Location labeling records
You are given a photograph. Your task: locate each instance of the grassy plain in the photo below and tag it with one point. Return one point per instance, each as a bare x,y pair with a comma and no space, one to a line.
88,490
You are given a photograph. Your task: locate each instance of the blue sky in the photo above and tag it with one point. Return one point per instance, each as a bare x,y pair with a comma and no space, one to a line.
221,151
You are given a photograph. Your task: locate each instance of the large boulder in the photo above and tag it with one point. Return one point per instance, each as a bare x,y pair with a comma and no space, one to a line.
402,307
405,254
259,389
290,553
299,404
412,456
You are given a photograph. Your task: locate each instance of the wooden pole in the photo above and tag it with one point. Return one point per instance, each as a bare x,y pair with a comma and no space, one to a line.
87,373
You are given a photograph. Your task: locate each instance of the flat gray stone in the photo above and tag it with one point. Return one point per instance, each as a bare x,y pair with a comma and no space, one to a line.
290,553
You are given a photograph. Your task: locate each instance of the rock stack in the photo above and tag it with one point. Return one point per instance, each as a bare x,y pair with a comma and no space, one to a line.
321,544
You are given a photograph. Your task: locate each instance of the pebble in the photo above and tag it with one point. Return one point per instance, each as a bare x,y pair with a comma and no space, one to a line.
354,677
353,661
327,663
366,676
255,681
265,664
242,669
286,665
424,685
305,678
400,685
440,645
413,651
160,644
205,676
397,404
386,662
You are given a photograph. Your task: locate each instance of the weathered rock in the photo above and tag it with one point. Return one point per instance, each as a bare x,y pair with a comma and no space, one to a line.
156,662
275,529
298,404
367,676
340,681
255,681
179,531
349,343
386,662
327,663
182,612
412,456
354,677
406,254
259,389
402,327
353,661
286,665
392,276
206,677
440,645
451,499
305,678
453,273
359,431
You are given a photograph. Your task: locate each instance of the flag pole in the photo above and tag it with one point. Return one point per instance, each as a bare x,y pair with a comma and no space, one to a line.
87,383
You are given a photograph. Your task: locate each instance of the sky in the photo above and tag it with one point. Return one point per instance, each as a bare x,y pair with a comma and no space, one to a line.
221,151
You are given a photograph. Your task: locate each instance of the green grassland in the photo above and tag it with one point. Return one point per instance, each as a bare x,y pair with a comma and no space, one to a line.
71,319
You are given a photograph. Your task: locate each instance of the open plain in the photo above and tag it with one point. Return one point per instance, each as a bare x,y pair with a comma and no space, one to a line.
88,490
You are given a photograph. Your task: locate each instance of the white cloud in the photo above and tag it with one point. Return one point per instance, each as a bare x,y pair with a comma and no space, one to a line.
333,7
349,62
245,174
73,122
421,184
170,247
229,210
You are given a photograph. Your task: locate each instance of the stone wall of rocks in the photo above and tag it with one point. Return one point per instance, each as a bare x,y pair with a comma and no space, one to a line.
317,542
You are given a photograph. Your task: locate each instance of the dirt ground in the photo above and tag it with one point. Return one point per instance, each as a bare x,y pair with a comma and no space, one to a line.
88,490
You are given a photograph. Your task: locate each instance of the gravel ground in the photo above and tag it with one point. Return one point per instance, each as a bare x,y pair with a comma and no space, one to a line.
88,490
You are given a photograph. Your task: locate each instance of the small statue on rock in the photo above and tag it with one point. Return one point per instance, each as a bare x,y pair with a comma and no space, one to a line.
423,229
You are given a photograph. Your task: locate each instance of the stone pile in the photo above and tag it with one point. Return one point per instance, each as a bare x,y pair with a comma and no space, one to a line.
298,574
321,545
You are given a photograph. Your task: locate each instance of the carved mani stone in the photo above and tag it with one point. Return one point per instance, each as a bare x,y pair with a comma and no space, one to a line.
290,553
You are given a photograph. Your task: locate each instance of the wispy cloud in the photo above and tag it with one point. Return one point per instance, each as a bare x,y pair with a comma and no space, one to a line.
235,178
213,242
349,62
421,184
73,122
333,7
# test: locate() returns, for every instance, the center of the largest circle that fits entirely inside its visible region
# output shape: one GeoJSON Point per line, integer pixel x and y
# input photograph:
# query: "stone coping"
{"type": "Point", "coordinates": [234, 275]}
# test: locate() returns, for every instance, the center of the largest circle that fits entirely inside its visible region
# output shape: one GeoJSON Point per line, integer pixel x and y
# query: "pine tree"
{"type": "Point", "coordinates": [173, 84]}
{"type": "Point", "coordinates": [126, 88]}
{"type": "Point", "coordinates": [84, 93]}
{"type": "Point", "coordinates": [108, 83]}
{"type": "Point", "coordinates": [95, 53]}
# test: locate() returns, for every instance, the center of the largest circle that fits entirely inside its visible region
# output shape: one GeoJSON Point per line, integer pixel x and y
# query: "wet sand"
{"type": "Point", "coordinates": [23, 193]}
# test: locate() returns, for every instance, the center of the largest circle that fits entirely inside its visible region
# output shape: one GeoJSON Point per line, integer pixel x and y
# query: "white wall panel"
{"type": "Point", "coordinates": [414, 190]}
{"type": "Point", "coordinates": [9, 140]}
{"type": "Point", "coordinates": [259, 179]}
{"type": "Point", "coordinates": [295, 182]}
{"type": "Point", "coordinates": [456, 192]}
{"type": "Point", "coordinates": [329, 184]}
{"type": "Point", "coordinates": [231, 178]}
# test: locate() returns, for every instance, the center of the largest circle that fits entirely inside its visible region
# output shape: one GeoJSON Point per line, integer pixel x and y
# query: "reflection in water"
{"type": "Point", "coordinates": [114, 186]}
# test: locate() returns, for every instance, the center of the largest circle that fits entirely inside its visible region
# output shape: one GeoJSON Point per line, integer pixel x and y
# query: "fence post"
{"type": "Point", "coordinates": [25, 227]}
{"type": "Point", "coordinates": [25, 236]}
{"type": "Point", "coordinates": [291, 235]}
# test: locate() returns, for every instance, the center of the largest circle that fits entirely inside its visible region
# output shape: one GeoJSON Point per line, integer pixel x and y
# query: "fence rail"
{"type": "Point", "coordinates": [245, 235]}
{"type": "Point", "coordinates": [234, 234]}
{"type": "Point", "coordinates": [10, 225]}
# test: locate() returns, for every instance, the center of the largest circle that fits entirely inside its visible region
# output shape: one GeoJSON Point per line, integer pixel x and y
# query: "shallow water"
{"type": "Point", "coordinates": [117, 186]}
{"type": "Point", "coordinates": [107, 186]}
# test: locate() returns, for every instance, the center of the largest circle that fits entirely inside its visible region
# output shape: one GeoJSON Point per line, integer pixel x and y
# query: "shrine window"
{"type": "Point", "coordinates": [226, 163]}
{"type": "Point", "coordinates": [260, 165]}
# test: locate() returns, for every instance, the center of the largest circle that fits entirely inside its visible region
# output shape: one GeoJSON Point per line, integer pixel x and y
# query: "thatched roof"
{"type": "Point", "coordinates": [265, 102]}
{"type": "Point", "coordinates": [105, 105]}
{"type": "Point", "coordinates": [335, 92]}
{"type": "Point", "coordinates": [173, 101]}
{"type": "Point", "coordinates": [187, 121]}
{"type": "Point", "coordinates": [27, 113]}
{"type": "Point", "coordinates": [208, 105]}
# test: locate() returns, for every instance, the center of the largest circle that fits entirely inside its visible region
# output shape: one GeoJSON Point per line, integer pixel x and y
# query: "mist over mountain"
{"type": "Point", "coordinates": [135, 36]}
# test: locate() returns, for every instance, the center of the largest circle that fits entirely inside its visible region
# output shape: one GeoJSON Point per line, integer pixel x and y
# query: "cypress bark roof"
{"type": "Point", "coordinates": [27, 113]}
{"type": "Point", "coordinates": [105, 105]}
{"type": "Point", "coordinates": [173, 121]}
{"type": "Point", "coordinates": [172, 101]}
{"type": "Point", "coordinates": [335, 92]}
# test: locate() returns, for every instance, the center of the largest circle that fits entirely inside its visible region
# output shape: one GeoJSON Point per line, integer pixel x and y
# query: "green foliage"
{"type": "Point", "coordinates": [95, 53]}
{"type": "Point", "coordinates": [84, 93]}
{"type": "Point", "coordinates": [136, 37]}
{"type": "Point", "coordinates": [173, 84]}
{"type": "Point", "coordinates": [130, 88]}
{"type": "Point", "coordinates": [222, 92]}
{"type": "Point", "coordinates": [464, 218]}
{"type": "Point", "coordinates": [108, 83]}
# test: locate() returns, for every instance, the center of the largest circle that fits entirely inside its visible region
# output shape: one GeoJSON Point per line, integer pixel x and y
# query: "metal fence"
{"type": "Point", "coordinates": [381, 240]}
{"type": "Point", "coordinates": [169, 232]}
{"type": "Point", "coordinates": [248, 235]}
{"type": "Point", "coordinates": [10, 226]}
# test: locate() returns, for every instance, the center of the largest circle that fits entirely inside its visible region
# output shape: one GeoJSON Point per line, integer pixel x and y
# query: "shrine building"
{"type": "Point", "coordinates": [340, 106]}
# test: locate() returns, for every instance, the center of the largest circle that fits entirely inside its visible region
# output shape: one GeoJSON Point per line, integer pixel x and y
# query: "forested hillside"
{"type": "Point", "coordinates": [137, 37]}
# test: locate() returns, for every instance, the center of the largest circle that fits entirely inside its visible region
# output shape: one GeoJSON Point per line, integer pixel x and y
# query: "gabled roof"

TO DO. Count the lines in the records above that contain the string "cloud", treating case as significant. Reply with the number only.

EXERCISE SOLUTION. 2